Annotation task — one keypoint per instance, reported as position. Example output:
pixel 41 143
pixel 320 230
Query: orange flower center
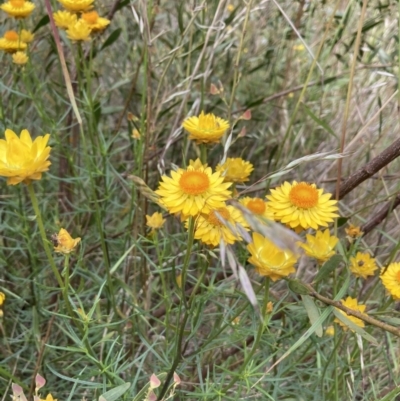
pixel 256 205
pixel 11 35
pixel 303 195
pixel 17 3
pixel 90 17
pixel 214 219
pixel 194 182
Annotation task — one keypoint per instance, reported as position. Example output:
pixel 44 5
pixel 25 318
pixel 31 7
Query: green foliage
pixel 129 301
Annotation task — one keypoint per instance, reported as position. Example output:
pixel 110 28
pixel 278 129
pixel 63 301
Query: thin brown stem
pixel 364 317
pixel 367 171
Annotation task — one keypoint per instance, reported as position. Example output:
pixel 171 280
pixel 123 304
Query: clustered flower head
pixel 64 243
pixel 302 205
pixel 270 260
pixel 16 45
pixel 390 277
pixel 79 29
pixel 235 170
pixel 351 303
pixel 206 128
pixel 23 159
pixel 193 190
pixel 13 42
pixel 320 246
pixel 18 8
pixel 363 265
pixel 155 221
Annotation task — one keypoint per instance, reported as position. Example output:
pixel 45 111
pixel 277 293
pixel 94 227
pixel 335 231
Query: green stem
pixel 256 342
pixel 47 248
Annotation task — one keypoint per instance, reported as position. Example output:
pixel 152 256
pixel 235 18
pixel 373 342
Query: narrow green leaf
pixel 115 393
pixel 112 38
pixel 312 312
pixel 298 287
pixel 43 21
pixel 320 122
pixel 328 267
pixel 390 396
pixel 354 327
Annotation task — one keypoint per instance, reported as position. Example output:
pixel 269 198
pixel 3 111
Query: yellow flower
pixel 11 42
pixel 48 398
pixel 155 221
pixel 235 169
pixel 351 303
pixel 65 243
pixel 18 8
pixel 353 232
pixel 362 265
pixel 95 22
pixel 193 191
pixel 391 279
pixel 64 19
pixel 299 47
pixel 21 159
pixel 258 207
pixel 321 246
pixel 211 230
pixel 27 36
pixel 20 58
pixel 77 5
pixel 302 204
pixel 330 331
pixel 197 164
pixel 206 128
pixel 79 31
pixel 270 260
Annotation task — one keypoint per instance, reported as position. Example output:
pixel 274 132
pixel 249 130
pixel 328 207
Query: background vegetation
pixel 311 87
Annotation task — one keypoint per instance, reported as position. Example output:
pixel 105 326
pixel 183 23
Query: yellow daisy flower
pixel 353 232
pixel 193 191
pixel 11 42
pixel 197 164
pixel 20 58
pixel 64 19
pixel 21 159
pixel 270 260
pixel 18 8
pixel 210 229
pixel 95 22
pixel 235 169
pixel 351 303
pixel 155 221
pixel 64 242
pixel 206 128
pixel 302 204
pixel 362 265
pixel 77 5
pixel 330 331
pixel 320 246
pixel 391 279
pixel 79 31
pixel 26 36
pixel 258 207
pixel 48 398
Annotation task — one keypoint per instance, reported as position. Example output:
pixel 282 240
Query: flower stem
pixel 47 248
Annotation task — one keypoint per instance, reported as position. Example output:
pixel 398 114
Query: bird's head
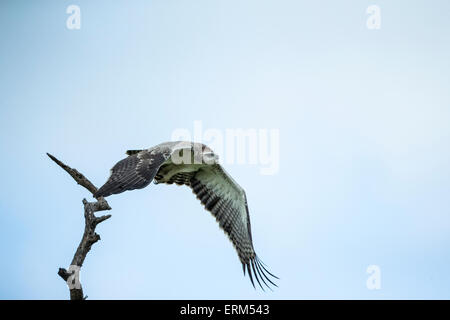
pixel 204 154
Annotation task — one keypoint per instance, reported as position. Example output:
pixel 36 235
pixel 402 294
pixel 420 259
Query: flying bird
pixel 196 166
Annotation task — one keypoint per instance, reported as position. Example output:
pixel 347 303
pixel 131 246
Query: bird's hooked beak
pixel 210 158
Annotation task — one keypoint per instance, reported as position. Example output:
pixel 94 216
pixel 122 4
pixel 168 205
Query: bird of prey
pixel 194 165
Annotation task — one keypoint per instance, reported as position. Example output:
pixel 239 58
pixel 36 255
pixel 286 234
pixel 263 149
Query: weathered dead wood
pixel 71 276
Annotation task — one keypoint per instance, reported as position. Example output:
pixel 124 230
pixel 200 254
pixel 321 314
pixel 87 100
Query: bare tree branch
pixel 89 235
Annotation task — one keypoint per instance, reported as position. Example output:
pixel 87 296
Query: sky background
pixel 363 117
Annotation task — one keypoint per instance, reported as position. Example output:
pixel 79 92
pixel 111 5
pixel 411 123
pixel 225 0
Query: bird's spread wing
pixel 134 172
pixel 227 202
pixel 216 190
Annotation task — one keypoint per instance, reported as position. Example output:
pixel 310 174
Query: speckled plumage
pixel 212 185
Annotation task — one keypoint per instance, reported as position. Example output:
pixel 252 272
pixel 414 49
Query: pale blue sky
pixel 364 145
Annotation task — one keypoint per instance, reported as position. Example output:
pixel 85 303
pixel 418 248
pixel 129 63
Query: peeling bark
pixel 89 236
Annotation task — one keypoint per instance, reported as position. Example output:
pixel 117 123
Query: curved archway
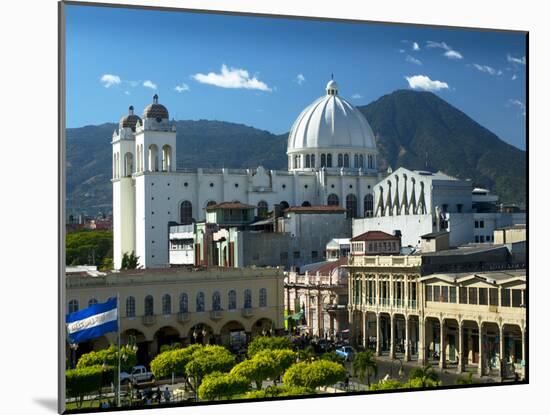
◇ ◇ ◇ ◇ ◇ ◇ ◇
Reproduce the listing word for word. Do not carry over the pictures.

▶ WRITTEN ANSWER
Annotation task — one keypoint per instance, reported as position. Example output:
pixel 41 143
pixel 320 230
Query: orange flower center
pixel 256 205
pixel 11 35
pixel 303 195
pixel 17 3
pixel 90 17
pixel 214 219
pixel 194 182
Annotation task — one keypoint per instance, reported as position. Example output:
pixel 44 5
pixel 25 318
pixel 31 7
Query: green foliage
pixel 129 301
Annotation task — one keypoint per instance, reported as position. Example output:
pixel 110 28
pixel 278 129
pixel 63 301
Query: thin brown stem
pixel 364 317
pixel 367 171
Annotation task — one keypoint per instance, reported as position. Example output:
pixel 171 280
pixel 123 304
Query: clustered flower head
pixel 64 243
pixel 302 205
pixel 270 260
pixel 16 45
pixel 390 277
pixel 79 29
pixel 235 170
pixel 351 303
pixel 206 128
pixel 23 159
pixel 193 190
pixel 13 42
pixel 320 246
pixel 18 8
pixel 363 265
pixel 155 221
Annotation task — one keypoint per instance, reported as position. Example output:
pixel 45 111
pixel 277 293
pixel 94 227
pixel 335 231
Query: green stem
pixel 256 342
pixel 47 248
Annotation task — one keypoint per instance, reported as position. Example output:
pixel 152 256
pixel 235 18
pixel 373 342
Query: narrow green leaf
pixel 115 393
pixel 112 38
pixel 312 312
pixel 298 287
pixel 43 21
pixel 320 122
pixel 328 267
pixel 390 396
pixel 354 327
Annotation task — one keypoint per instance, reported as position. Example output:
pixel 269 198
pixel 3 111
Query: yellow flower
pixel 11 42
pixel 48 398
pixel 155 221
pixel 235 169
pixel 351 303
pixel 65 243
pixel 18 8
pixel 353 232
pixel 362 265
pixel 95 22
pixel 193 191
pixel 391 279
pixel 64 19
pixel 299 47
pixel 21 159
pixel 258 207
pixel 321 246
pixel 211 230
pixel 27 36
pixel 20 58
pixel 77 5
pixel 302 204
pixel 330 331
pixel 197 164
pixel 206 128
pixel 79 31
pixel 270 260
Annotation task — one keypoint per instance, reported as position. Example output:
pixel 274 132
pixel 249 130
pixel 328 207
Query: background vegetation
pixel 311 87
Annotation task — one keypoint per instance, reported as position. Example output:
pixel 105 326
pixel 183 23
Query: yellow daisy flower
pixel 353 232
pixel 193 191
pixel 11 42
pixel 197 164
pixel 20 58
pixel 64 19
pixel 21 159
pixel 270 260
pixel 18 8
pixel 210 229
pixel 95 22
pixel 235 169
pixel 351 303
pixel 155 221
pixel 64 242
pixel 206 128
pixel 302 204
pixel 362 265
pixel 77 5
pixel 330 331
pixel 320 246
pixel 391 279
pixel 79 31
pixel 26 36
pixel 258 207
pixel 48 398
Annotation task — one keypoint per instance, reported as position. Example output:
pixel 282 240
Query: flower stem
pixel 47 248
Annotation task — one keypoint per instance, reported as position. Example output:
pixel 398 114
Query: bird's head
pixel 204 154
Annotation task — one keypoint per instance, reported as position. Example output:
pixel 36 235
pixel 402 294
pixel 420 259
Query: flying bird
pixel 196 166
Annotation task — one keypoint per instance, reported as position. Example output:
pixel 347 303
pixel 131 246
Query: bird's hooked beak
pixel 210 158
Annotation task — one keypoint per instance, reported as position. Example output:
pixel 94 216
pixel 122 4
pixel 168 205
Query: bird of prey
pixel 194 165
Annotation task — one keypoint per instance, reported as position. Example output:
pixel 239 58
pixel 36 255
pixel 286 234
pixel 263 149
Query: weathered dead wood
pixel 71 276
Annotation task — one keypoint per instance, reported as position. Example output:
pixel 124 230
pixel 200 254
pixel 321 314
pixel 87 100
Query: bare tree branch
pixel 89 235
Annotation task — one keypoint per instance, reported as position. Example output:
pixel 87 296
Query: sky background
pixel 363 117
Annotation task — one keypoint per instance, reported as position. Example output:
pixel 79 92
pixel 111 5
pixel 411 123
pixel 225 0
Query: bird's spread wing
pixel 134 172
pixel 227 202
pixel 216 190
Annotation task — one keypoint per instance, reported as position. Example output:
pixel 310 174
Query: speckled plumage
pixel 212 185
Annotation task — one keypoint per instance, reported as position. Example output:
pixel 252 272
pixel 414 49
Query: pale blue sky
pixel 364 145
Annotation task — one keypoint per instance, reported as position. Example output:
pixel 85 303
pixel 418 248
pixel 129 63
Query: peeling bark
pixel 89 236
Annotation task — one keypoint per instance, reported as position. Example output:
pixel 117 123
Query: curved archway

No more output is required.